▶ _To do_:
Return exactly the span that opens with the line containing "Query: black drawer pull" and closes with the final line of the records, both included.

[Extracted data entries]
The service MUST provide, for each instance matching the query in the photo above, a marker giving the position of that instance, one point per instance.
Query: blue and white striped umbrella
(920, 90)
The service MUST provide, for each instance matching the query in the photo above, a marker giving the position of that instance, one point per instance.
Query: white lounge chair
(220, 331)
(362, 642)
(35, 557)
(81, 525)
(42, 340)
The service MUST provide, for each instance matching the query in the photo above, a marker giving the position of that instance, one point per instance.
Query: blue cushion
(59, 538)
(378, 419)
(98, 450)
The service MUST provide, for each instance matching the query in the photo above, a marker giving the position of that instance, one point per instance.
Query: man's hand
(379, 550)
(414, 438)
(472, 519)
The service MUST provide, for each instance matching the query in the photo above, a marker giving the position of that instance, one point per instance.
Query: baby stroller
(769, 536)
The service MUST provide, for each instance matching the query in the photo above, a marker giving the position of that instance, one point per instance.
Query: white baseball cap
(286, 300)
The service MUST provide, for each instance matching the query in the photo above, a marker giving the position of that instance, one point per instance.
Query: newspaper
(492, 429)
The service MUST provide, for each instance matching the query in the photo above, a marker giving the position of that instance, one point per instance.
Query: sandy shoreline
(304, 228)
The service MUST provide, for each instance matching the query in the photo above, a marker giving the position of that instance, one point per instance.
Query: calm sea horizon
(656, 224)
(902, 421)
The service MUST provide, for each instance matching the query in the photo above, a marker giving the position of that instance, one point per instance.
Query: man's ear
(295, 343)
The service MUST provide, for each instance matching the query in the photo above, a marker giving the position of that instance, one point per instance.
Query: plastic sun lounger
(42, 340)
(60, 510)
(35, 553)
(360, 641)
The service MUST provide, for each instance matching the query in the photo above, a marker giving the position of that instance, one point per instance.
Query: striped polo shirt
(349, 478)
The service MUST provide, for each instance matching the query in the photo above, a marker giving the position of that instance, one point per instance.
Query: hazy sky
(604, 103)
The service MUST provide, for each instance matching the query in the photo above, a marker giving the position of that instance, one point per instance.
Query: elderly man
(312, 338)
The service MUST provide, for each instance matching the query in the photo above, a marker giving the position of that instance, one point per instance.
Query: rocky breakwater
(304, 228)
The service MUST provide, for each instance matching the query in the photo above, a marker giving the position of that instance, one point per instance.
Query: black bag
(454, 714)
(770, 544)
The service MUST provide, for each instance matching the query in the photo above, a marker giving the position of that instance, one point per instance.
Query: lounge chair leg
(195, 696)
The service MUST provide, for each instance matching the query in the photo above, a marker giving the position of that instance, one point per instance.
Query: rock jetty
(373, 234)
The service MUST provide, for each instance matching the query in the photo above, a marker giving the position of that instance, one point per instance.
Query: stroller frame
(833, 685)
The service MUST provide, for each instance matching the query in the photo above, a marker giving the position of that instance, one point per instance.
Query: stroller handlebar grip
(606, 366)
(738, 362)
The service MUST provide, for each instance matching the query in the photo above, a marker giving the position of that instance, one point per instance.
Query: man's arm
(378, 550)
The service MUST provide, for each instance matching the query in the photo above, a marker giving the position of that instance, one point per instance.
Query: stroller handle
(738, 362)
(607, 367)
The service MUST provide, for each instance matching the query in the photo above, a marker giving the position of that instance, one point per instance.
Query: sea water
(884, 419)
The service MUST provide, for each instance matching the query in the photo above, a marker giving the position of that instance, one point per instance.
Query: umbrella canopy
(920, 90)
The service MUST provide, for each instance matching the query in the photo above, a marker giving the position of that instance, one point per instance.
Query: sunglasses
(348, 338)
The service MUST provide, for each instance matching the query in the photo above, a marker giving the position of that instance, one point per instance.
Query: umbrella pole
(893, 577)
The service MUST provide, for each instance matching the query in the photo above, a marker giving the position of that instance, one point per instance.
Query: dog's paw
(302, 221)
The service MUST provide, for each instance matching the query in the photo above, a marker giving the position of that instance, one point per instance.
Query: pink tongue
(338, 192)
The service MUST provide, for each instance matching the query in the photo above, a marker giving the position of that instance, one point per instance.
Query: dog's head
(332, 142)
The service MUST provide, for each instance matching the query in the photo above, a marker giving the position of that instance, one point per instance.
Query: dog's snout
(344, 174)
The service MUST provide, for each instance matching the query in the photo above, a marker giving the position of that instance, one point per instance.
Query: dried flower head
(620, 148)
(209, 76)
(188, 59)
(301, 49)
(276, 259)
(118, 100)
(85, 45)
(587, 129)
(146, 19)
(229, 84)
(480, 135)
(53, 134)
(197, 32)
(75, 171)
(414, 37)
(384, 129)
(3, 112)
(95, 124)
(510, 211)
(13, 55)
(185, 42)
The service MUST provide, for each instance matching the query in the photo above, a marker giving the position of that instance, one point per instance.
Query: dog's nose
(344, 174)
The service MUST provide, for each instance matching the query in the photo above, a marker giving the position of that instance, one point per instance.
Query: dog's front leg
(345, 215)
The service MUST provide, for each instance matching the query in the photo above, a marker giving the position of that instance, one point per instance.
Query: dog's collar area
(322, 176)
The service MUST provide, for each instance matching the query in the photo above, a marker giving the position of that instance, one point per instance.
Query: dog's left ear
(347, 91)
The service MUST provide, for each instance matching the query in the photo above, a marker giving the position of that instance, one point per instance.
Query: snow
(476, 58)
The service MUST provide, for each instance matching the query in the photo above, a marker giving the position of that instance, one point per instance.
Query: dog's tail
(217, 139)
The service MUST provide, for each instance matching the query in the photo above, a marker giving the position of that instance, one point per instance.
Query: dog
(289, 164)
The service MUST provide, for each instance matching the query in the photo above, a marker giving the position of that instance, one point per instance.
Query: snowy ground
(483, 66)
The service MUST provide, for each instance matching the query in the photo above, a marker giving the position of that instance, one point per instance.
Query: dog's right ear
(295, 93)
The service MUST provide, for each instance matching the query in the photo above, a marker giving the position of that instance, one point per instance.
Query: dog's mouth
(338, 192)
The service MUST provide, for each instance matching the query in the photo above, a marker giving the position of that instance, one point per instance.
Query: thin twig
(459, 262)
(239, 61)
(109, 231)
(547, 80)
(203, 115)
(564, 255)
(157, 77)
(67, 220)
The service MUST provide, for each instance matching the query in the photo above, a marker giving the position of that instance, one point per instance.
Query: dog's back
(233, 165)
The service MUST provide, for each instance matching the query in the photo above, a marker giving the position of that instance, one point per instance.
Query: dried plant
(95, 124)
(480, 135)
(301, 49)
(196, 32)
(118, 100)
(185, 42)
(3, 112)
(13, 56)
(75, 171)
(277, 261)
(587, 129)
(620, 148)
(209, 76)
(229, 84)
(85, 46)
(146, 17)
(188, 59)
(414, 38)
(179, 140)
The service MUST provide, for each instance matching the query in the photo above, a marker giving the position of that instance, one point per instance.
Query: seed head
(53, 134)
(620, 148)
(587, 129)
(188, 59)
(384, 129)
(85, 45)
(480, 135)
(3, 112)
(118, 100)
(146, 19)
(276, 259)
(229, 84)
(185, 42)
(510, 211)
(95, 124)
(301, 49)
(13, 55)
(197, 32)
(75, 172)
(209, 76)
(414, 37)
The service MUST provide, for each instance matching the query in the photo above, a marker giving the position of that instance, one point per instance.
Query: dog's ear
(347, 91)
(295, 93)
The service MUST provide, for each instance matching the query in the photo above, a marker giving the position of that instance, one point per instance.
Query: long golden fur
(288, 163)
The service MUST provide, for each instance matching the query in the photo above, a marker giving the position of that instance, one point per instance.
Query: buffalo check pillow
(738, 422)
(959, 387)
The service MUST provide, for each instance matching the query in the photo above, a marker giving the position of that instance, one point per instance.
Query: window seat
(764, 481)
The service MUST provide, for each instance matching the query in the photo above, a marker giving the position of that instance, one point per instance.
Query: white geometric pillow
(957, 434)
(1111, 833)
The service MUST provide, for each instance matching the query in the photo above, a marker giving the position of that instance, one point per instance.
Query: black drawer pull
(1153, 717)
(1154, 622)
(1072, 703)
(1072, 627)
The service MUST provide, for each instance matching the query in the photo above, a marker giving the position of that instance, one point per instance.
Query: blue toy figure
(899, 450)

▶ _Solution to this exercise_:
Query: black drawer pull
(1153, 717)
(1154, 622)
(1072, 703)
(1072, 627)
The service MUST provide, for each instance matching the query in the photo above, a marker giving the position of that instance, one point per instance.
Query: blue toy figure
(899, 450)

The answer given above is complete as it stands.